━━━━━ STORED DATA ━━━━━

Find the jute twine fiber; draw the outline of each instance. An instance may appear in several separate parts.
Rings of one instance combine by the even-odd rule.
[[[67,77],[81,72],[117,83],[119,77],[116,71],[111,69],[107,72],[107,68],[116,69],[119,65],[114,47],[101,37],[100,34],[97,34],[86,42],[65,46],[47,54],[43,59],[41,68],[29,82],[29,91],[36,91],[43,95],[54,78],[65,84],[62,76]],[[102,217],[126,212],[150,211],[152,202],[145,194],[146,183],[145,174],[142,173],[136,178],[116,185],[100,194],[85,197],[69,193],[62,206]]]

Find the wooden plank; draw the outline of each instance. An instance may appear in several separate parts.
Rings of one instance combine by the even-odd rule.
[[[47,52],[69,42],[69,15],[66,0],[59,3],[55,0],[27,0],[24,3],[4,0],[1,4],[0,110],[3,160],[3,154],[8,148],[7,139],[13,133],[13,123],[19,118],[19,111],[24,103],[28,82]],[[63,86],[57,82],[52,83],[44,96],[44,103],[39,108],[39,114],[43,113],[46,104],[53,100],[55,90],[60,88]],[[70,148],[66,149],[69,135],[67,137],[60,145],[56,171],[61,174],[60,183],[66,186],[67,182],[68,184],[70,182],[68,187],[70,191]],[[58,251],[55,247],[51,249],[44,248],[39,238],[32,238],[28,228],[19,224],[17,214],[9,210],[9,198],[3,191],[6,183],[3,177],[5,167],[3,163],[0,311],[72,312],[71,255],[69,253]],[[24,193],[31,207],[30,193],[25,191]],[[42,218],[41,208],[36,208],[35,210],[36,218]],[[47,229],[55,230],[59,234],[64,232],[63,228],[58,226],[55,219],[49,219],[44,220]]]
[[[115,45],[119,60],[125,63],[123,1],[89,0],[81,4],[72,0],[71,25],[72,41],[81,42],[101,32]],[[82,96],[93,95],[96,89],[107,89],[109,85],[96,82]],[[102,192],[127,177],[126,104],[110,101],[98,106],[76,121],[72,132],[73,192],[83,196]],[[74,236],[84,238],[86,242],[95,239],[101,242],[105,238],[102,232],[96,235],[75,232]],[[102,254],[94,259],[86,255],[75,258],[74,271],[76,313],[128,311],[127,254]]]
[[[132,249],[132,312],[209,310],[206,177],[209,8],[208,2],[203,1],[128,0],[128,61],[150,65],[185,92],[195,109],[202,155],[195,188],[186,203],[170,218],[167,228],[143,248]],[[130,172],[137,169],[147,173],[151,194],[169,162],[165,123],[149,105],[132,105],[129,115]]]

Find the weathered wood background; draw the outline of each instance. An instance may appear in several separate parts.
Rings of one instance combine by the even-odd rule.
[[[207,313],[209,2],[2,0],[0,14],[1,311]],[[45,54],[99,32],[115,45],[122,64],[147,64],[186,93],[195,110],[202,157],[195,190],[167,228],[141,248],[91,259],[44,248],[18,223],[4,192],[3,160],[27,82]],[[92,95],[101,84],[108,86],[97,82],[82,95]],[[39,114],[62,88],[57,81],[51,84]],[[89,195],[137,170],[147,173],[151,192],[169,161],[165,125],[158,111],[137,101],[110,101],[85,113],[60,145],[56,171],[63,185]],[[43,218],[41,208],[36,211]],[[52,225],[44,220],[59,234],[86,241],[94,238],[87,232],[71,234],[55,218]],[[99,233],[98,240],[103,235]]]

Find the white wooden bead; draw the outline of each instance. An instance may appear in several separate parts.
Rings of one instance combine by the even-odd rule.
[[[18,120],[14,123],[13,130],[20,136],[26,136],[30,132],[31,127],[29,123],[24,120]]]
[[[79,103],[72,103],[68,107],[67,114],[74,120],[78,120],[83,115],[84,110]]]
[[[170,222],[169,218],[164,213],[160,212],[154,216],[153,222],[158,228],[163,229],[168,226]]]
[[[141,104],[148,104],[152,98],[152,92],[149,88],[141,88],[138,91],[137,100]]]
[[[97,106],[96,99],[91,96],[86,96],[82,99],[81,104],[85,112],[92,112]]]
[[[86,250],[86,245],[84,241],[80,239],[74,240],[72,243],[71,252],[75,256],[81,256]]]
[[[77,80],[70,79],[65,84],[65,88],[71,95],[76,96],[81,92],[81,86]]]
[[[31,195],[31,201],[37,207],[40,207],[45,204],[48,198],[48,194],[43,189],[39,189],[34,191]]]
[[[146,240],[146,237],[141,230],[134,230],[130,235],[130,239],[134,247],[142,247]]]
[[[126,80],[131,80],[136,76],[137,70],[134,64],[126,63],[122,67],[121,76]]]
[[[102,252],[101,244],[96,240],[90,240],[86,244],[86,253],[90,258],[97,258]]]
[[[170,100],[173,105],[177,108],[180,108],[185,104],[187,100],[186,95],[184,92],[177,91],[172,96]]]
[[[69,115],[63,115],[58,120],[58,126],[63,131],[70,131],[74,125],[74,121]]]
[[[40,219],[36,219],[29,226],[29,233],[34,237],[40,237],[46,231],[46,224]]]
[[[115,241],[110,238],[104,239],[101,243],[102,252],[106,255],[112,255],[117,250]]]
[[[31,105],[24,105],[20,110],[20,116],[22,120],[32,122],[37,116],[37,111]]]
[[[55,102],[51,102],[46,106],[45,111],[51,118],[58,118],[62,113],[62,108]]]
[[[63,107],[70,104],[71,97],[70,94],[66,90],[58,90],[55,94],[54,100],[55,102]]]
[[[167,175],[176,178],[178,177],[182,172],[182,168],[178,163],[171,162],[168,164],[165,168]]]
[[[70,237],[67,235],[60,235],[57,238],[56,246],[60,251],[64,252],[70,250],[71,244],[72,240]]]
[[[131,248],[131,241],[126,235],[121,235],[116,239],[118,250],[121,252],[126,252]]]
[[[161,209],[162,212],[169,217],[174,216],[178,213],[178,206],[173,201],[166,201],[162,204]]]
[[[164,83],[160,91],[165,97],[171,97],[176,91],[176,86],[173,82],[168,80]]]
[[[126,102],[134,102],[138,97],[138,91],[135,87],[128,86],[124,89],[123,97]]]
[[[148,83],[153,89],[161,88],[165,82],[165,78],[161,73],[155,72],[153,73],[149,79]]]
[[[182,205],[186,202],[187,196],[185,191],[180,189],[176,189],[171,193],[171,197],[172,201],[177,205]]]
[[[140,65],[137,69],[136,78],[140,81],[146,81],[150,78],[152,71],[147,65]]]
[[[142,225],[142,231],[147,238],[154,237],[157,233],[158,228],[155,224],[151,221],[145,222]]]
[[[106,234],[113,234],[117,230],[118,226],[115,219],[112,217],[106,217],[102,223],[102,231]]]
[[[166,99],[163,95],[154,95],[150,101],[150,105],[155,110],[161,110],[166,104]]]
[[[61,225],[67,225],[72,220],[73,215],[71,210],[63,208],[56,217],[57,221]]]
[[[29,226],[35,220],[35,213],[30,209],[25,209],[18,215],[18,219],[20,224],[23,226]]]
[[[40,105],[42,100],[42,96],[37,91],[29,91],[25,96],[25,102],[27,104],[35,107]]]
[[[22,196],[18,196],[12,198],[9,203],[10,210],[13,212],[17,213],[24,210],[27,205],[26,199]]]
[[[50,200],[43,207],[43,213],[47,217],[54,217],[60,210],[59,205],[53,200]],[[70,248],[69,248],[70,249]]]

━━━━━

= WHAT IS NEEDED =
List each line in the entries above that contains the word "Find".

= EXERCISE SOLUTION =
Find the jute twine fiber; draw the outline of each instance. An instance may appear in several separate parts.
Find the wooden plank; draw the outline of each instance. An instance may appear in several separate parts.
Find the weathered wood background; draw the outline of each instance. An instance may appear in several separate parts.
Find the white wooden bead; draw the outline of each instance. An instance may appear in several separate parts.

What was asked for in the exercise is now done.